- Dataset content

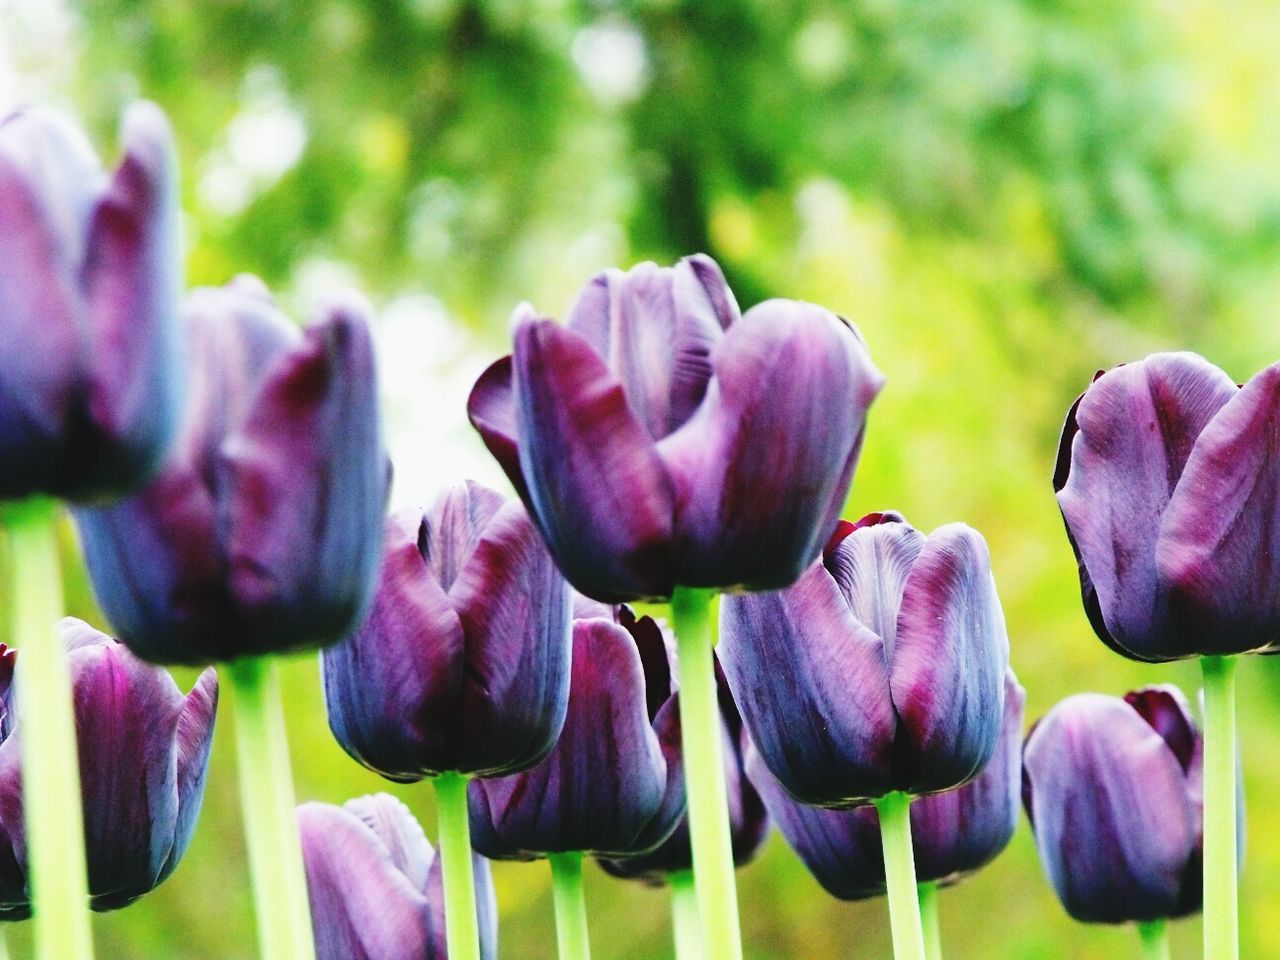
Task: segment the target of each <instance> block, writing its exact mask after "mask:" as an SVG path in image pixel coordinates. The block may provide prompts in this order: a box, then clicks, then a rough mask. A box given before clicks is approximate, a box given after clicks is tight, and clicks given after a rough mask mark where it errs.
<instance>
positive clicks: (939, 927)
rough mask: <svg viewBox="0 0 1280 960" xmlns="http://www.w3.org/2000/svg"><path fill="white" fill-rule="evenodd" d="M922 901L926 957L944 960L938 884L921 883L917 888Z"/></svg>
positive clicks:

- The problem
Copy the lines above word for word, leaving out the picture.

- Task output
Task: segment the target of each <instance> block, writing its exact mask after "mask:" as an SVG path in image pixel coordinates. The block may provide prompts in this order: a box, then clicks, then a rough mask. A box given before clicks is approximate, a box given after clicks is tight, and clicks given after a rough mask mark where it errs.
<instance>
positive clicks: (939, 927)
rough mask: <svg viewBox="0 0 1280 960" xmlns="http://www.w3.org/2000/svg"><path fill="white" fill-rule="evenodd" d="M922 901L926 957L944 960L938 884L921 883L917 888Z"/></svg>
positive clicks:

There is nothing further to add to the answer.